Text |

ARTICLE VII BOARD OF DIRECTORS

Section A. Board Composition. The powers and rights vested in NorCal, except as otherwise herein provided, shall be exercised by a Board of fifteen directors along with up to two additional ex officio directors. If they are not currently serving a term on the Board, the President and Delegate shall be ex officio directors.

 

Section B. Powers of the Board. Subject to the provisions and limitations of the California Nonprofit Public Benefit Corporation Law and any other applicable laws, and subject to any limitations of the Articles of Incorporation and these Bylaws, the activities and affairs of NorCal shall be conducted, and all corporate powers shall be exercised, by or under the direction of the Board of Directors. The Board of Directors may delegate the management of the activities of NorCal to any person or persons, management company, or committees, however composed, provided that the activities and affairs of NorCal shall be managed and all corporate powers shall be exercised under the ultimate direction of the Board of Directors. The power of the Board of Directors shall include, without limitation, the following:

 

  • To perform any act required by these Bylaws.
  • To prescribe and enforce rules, which it shall deem necessary or convenient to serve the requirements of these Bylaws, and other such rules as it shall deem proper.
  • To appoint and remove at its pleasure the Executive Director of NorCal who shall be responsible for implementing Board decisions, the management of NorCal's programs and the hiring and termination of its personnel.
  • To manage the business of NorCal.
  • To direct, review, and approve budgets, and review NorCal’s performance against goals, objectives, and budgets.
  • In addition, when required by law, the Board shall appoint (in a manner consistent with applicable law) an Audit Committee.

 

Section C. Specific Duties of the Board. It shall be the duty of the Board of Directors:

 

  • To cause to be kept a complete record of all of its acts and proceedings and of the proceedings of the meetings of NorCal, and the proceedings of the Executive Committee.
  • To present to the Annual Meeting of NorCal a statement showing the assets and liabilities of NorCal and the general condition of its affairs, which statement shall include a report of the business of the year to date and a recommendation of such future action as the Board shall deem advisable. The financial statement shall be certified by a public accountant.
  • To supervise and direct the Executive Director of NorCal.
  • To carry into effect the provisions of these Bylaws and to enforce all rules and regulations which it shall have adopted.

Information provided |

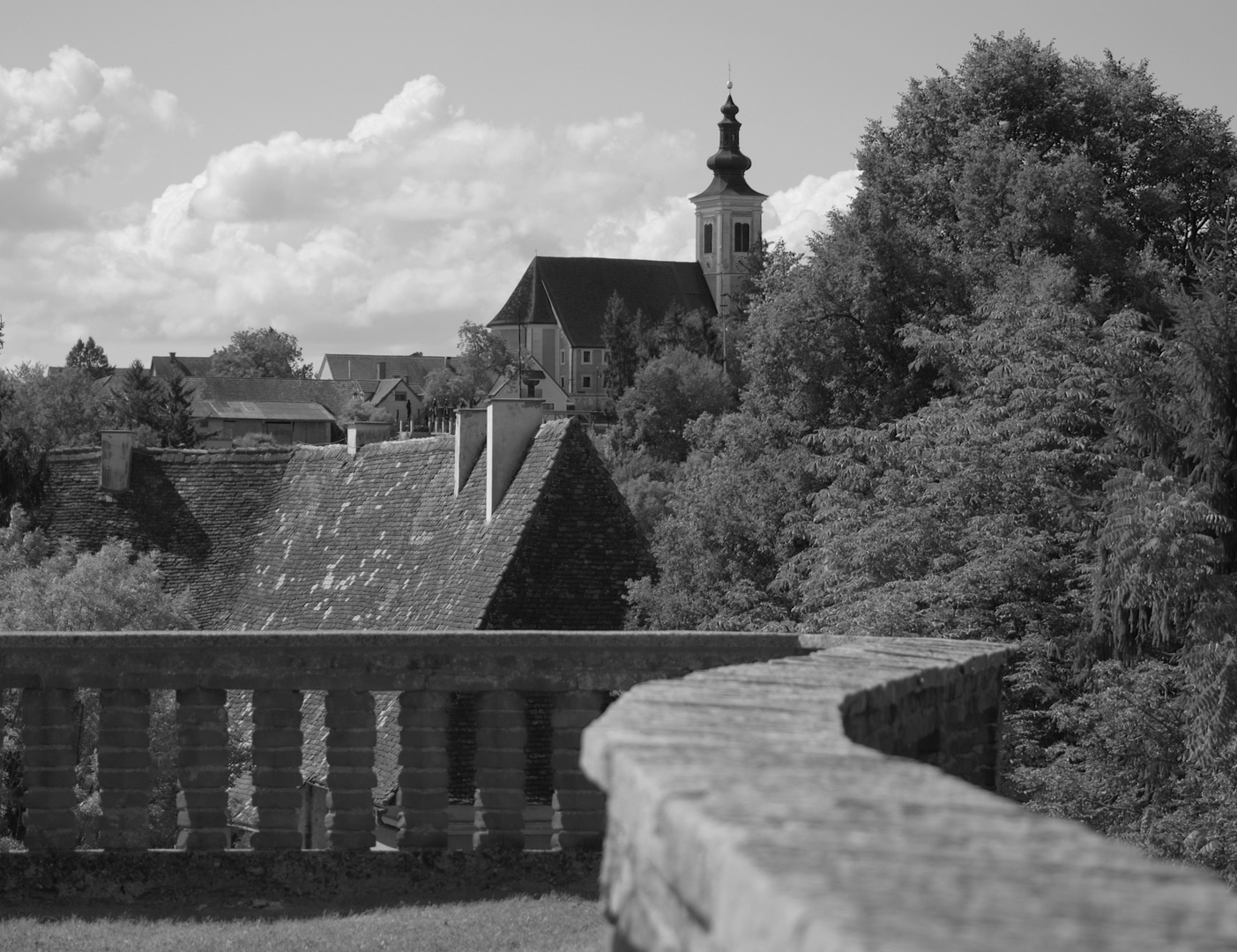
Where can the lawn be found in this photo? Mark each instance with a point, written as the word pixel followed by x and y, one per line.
pixel 552 923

Exercise requirements |
A. Answer these questions about Article VII, marking each answer with the same numeral as its question:
(i) How many directors make up the Board, apart from the ex officio directors?
(ii) Who must certify the financial statement presented to the Annual Meeting?
(iii) Which officer may the Board appoint and remove at its pleasure?
B. Update the stretch of Article VII from "Section A. Board" through "be ex officio directors.", changing "fifteen" to "seventeen".

Answers provided |
A.
(i) Fifteen
(ii) A public accountant
(iii) The Executive Director of NorCal

B.
Section A. Board Composition. The powers and rights vested in NorCal, except as otherwise herein provided, shall be exercised by a Board of seventeen directors along with up to two additional ex officio directors. If they are not currently serving a term on the Board, the President and Delegate shall be ex officio directors.